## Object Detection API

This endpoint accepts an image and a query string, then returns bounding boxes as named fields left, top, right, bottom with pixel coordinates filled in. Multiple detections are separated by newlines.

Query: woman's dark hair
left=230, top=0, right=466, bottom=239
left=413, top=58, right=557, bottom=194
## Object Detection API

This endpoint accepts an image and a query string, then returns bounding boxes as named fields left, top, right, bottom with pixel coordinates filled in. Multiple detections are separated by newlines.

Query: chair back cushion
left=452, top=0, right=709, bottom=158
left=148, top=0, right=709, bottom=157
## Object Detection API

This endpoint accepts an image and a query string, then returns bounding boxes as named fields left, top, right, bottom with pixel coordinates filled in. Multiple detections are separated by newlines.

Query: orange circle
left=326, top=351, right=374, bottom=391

What is asked: Update the text of all three items above by replacing "endpoint" with "service" wherever it occurs, leaving everything else unchanged.

Written solution:
## Object Detection API

This service accepts an image and a query string, then returns bounding boxes as named fields left, top, right, bottom with pixel coordinates filled in. Multiple detections are separated by newlines.

Query: woman's dark hair
left=230, top=0, right=466, bottom=239
left=413, top=58, right=557, bottom=194
## Object Detection API

This service accepts an image and a query string, then returns bounding boxes as named fields left, top, right, bottom with pixel coordinates filled in. Multiple detections are separated by newlines.

Query: chair back cushion
left=452, top=0, right=709, bottom=158
left=148, top=0, right=709, bottom=157
## Object Detection API

This service accepts an image and a query string, then returns bounding boxes as named fields left, top, right, bottom with pixel coordinates filled in. Multiple detections are separated by newlines.

Query: orange circle
left=326, top=351, right=374, bottom=391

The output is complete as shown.